Using the passage on household expenditure, answer yes or no to whether each statement agrees with it, and quote the words that decide each one: (a) the baseline city type is a municipality smaller than 50,000 inhabitants; (b) total expenditure is more dispersed than disposable income; (c) international travel expenditure made in Sweden is on average slightly smaller than expenditure made after the household has left Sweden.

DOCUMENT PASSAGE>
>>>>>
To control for potential endogeneity, a set of control variables is used. These are indicator variables to control for what type of city the household lives in (the three biggest cities in Sweden, medium sized cities, or if the household lives in a municipality smaller than 50,000 inhabitants, which is the baseline), what type of employment the main respondent in the household has (employed being the baseline), whether the main respondent in the household has a college education or not, and what year the household was interviewed in (i.e., yearly fixed effects variables). In addition, a variable that captures the size of the household and a variable for the age of the main respondent are also included as control variables. The control variables are all included to account for the possibility of omitted variable bias as it is likely that they are correlated with both the total expenditure of the household and the expenditure on international leisure travel. In addition to the included control variables, other sources of endogeneity might be present. This is discussed further in the Possible endogeneity issues section.

To give a quick overview of some of the variables that have been described, descriptive statistics are presented in Table 1. There are a few aspects about the variables that are worth noting. International travel expenditure that is made in Sweden, such as air travel tickets and prebooked accommodation, is on average slightly larger than the expenditure that is made once the household has left Sweden. For the 75th (unconditional) expenditure quantile, the difference is larger, which is probably a result from larger prebooking fees for trips that are longer and further away. As expected, total expenditure exhibits a much lower dispersion compared to disposable income. As disposable income is income net from taxes a few households had negative disposable incomes, probably due to large infrequent tax payments in the year they were interviewed, at the same time as a few households had very large incomes (that possibly also is temporary). Total expenditure is much less dispersed, which is to be expected if households smooth their consumption. The age of household members and the household size both exhibit expected descriptive statistics.
<<<<<
INFORMATION PROVIDED>
>>>>>
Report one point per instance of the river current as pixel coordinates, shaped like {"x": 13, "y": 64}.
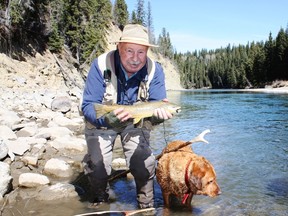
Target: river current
{"x": 248, "y": 147}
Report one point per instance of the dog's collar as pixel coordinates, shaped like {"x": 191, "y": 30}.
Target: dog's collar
{"x": 186, "y": 195}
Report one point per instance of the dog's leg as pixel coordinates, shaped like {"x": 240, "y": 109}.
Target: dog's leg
{"x": 166, "y": 196}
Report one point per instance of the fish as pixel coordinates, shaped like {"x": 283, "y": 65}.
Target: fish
{"x": 138, "y": 110}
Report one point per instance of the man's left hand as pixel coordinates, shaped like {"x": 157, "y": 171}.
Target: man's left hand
{"x": 162, "y": 114}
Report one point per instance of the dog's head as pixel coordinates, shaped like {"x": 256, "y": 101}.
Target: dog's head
{"x": 202, "y": 178}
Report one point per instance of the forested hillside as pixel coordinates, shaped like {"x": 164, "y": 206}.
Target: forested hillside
{"x": 80, "y": 26}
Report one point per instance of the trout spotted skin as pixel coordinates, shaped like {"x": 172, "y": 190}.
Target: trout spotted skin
{"x": 139, "y": 110}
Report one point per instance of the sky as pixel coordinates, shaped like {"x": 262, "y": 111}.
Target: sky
{"x": 210, "y": 24}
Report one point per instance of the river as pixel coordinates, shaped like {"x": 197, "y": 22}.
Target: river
{"x": 248, "y": 147}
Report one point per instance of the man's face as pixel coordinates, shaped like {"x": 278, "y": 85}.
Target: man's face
{"x": 133, "y": 56}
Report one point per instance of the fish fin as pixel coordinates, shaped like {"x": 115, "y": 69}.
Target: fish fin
{"x": 136, "y": 120}
{"x": 100, "y": 110}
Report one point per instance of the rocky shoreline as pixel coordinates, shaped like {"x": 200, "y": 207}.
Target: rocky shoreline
{"x": 42, "y": 142}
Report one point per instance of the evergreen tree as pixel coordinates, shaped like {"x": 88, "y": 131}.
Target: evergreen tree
{"x": 120, "y": 13}
{"x": 150, "y": 24}
{"x": 140, "y": 13}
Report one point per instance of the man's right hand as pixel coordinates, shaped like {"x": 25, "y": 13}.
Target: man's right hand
{"x": 118, "y": 118}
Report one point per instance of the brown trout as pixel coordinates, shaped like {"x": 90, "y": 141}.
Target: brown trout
{"x": 139, "y": 110}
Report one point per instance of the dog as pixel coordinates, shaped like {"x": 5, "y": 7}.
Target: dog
{"x": 183, "y": 173}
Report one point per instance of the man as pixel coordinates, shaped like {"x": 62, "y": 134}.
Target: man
{"x": 123, "y": 76}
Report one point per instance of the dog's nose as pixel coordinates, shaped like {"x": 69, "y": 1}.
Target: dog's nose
{"x": 219, "y": 192}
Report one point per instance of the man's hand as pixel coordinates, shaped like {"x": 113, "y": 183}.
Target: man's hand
{"x": 161, "y": 113}
{"x": 118, "y": 118}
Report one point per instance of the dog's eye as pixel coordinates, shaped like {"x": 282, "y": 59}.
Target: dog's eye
{"x": 210, "y": 182}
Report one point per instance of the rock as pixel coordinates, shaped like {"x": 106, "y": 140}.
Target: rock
{"x": 69, "y": 143}
{"x": 5, "y": 178}
{"x": 62, "y": 104}
{"x": 17, "y": 147}
{"x": 53, "y": 132}
{"x": 119, "y": 164}
{"x": 66, "y": 122}
{"x": 30, "y": 160}
{"x": 27, "y": 132}
{"x": 57, "y": 191}
{"x": 32, "y": 180}
{"x": 8, "y": 118}
{"x": 6, "y": 133}
{"x": 58, "y": 168}
{"x": 3, "y": 149}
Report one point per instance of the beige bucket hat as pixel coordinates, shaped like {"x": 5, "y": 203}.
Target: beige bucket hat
{"x": 135, "y": 33}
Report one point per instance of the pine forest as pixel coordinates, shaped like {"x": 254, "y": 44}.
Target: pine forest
{"x": 80, "y": 26}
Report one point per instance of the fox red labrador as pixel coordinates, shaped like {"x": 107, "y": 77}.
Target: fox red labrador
{"x": 183, "y": 173}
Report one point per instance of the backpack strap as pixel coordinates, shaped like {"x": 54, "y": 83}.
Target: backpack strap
{"x": 143, "y": 91}
{"x": 107, "y": 67}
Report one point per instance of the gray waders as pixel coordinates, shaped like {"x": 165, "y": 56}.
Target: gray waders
{"x": 139, "y": 159}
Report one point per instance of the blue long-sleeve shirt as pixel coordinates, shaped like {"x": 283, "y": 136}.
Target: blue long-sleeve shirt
{"x": 127, "y": 89}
<<<<<
SOLUTION TO THE EXERCISE>
(a) Yes: "if the household lives in a municipality smaller than 50,000 inhabitants, which is the baseline"
(b) No: "total expenditure exhibits a much lower dispersion compared to disposable income"
(c) No: "is on average slightly larger than the expenditure that is made once the household has left Sweden"